**EXERCISE AIM**: Please rewrite the items below, replacing "dark tree foliage" with "pale tree foliage" and leaving everything else as it is.
==========
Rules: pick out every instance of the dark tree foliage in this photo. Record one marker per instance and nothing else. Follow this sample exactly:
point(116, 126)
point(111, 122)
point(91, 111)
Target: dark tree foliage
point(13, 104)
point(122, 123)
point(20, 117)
==========
**REPLY**:
Rules: pick out every instance of the pale tree foliage in this photo. Record one marker per instance and nothing else. Follow this sample exactly:
point(116, 126)
point(111, 122)
point(91, 111)
Target: pale tree foliage
point(13, 104)
point(122, 123)
point(20, 117)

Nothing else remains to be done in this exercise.